**What the task requires:**
Write out every line below that includes the word "pixel".

**Extracted records:**
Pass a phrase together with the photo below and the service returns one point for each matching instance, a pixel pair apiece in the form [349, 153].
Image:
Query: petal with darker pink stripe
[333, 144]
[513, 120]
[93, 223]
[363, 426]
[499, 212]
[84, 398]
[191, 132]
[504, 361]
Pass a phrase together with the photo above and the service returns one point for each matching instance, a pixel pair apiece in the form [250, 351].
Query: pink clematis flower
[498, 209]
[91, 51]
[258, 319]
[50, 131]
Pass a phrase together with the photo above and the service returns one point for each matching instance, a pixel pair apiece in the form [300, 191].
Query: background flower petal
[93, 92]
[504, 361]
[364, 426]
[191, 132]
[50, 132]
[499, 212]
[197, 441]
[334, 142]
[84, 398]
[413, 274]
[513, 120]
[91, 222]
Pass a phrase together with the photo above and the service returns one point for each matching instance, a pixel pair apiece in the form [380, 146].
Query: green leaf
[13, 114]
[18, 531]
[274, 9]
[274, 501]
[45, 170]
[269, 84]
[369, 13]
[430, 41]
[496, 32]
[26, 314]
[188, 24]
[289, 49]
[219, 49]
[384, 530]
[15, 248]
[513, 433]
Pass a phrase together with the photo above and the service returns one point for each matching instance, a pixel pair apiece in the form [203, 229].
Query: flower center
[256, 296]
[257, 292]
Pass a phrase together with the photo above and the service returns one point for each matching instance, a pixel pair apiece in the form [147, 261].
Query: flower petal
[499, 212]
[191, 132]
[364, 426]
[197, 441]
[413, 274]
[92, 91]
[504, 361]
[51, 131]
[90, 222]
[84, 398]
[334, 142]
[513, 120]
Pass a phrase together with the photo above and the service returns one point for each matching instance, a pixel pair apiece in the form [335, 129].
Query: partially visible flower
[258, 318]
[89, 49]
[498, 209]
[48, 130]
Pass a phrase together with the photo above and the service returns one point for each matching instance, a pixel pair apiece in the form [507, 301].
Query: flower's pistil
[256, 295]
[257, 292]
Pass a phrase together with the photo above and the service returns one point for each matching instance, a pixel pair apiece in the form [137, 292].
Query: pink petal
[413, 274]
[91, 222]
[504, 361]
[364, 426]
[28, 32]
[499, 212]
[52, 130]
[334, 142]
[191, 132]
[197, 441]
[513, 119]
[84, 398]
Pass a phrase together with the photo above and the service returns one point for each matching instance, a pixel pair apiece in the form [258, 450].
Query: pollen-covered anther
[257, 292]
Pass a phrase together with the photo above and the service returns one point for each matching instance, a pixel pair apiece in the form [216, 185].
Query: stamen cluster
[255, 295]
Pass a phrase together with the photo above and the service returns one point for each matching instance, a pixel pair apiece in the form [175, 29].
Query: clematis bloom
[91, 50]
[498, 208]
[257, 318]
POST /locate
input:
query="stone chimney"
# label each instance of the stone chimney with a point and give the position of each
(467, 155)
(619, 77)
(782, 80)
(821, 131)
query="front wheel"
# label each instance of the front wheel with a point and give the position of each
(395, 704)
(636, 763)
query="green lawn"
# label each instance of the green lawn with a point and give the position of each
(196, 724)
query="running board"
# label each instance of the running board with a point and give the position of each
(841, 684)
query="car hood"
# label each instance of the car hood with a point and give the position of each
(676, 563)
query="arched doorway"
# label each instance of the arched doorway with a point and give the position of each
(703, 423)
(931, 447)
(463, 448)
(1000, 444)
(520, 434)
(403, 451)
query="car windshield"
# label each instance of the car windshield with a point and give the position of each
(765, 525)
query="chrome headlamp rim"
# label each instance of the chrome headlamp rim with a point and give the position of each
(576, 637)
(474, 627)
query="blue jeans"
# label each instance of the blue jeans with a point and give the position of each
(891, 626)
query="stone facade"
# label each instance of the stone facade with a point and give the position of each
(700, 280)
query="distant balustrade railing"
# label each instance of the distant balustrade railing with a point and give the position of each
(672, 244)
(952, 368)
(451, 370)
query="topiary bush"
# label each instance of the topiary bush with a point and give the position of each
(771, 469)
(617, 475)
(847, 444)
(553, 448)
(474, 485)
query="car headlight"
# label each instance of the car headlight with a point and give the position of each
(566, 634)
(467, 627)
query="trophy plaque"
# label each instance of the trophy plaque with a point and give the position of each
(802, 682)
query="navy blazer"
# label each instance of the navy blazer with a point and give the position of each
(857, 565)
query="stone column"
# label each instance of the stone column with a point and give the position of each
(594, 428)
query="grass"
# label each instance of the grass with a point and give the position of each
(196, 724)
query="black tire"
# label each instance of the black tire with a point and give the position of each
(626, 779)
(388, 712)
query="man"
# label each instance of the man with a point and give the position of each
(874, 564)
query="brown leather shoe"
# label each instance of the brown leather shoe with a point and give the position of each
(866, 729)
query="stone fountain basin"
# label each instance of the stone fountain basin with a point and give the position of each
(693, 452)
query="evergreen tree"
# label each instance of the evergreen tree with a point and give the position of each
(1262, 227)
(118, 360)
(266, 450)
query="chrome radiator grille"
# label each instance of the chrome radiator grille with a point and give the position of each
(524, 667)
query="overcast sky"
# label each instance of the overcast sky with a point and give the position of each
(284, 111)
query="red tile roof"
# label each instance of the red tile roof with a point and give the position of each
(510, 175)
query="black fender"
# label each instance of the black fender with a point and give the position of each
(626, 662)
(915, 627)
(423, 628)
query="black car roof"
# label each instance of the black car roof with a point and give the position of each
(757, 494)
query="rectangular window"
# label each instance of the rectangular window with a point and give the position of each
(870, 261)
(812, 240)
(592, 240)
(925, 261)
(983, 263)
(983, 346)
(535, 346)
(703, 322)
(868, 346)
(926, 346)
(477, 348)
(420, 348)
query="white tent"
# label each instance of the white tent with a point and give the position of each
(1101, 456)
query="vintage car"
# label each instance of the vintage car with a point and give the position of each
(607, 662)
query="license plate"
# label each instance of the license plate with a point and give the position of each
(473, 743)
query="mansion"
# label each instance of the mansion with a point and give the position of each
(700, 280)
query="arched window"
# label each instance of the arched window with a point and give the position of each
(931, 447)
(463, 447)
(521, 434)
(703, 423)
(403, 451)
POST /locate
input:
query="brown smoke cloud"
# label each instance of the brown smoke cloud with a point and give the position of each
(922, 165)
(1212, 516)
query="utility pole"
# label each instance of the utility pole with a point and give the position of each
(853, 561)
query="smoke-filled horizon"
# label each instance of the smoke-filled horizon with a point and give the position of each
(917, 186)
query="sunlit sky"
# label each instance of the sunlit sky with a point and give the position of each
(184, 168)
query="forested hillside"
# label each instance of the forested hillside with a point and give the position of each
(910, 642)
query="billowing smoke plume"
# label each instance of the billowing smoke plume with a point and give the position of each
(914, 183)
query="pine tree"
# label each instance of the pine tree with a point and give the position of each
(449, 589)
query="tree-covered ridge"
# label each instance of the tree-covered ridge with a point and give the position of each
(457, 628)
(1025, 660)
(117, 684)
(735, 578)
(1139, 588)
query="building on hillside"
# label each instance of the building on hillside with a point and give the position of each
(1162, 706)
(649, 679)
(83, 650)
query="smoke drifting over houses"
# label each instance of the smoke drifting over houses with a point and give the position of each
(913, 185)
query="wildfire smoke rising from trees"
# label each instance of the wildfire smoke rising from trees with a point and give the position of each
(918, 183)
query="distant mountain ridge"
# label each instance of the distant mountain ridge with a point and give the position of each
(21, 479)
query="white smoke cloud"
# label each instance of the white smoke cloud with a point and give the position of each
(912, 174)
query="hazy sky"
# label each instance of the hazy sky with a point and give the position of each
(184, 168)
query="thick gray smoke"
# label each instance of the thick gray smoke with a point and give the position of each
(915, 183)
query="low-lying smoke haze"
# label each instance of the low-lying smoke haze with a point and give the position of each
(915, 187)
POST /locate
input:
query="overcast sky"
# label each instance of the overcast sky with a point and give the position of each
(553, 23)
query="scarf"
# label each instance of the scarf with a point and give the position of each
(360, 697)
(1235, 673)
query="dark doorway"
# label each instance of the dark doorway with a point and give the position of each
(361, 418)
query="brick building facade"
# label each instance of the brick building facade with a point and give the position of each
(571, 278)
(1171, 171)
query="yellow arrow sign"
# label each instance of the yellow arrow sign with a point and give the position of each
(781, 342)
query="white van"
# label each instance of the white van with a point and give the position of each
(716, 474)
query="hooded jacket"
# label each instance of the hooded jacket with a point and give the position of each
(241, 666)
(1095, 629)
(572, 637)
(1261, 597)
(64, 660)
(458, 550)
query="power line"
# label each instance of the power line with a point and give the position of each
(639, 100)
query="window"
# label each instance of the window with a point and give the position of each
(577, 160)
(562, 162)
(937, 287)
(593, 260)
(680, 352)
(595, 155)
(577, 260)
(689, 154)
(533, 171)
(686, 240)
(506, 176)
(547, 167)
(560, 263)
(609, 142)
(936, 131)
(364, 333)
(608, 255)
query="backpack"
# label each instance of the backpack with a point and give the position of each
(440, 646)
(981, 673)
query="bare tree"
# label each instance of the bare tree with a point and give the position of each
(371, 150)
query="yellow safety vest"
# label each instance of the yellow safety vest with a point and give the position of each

**Expected answer:**
Pass a phrase together with the photo below and the service returns one point for each matching instance, a pixel pair apiece in the form [349, 153].
Pass a phrase together with the photo above and the service returns one point for each matching instance, a pixel pair apiece in the form [250, 351].
Pass a phrase together with the photo above and the service returns one point for each matching instance, a pixel pair apiece in the form [300, 191].
Pass a phrase together with the photo above and the service returns one point for each matching instance, a pixel pair apiece in the form [380, 146].
Pass a phrase together with the photo above and the service returns one point for each matching instance, a pixel pair apiece in the form [203, 229].
Pass a phrase together with the photo above and the service returns one point for each matching instance, a pixel pair apiece in the form [147, 261].
Pass a phrase together with the photo above and the service returns one point for each matching instance, a pixel pair apiece in the form [335, 129].
Pass a phrase together with the photo above and the service returns one point for each matching instance, a pixel pair apiece in the form [507, 301].
Pass a phrase together with the photo above and the service returns one point for each matching instance, a pixel pair apiece in the form [137, 292].
Pass a phrase together with the photo above and the service returns one point for each matching instance, a pixel pair apiece in the form [258, 450].
Pass a phrase together with the photo above and the service returns one point for each matching instance, a pixel pair apiece in the form [216, 185].
Pass a phrase together with the photo above and the service returns one point for each matching instance, a pixel pair apiece in the form [175, 29].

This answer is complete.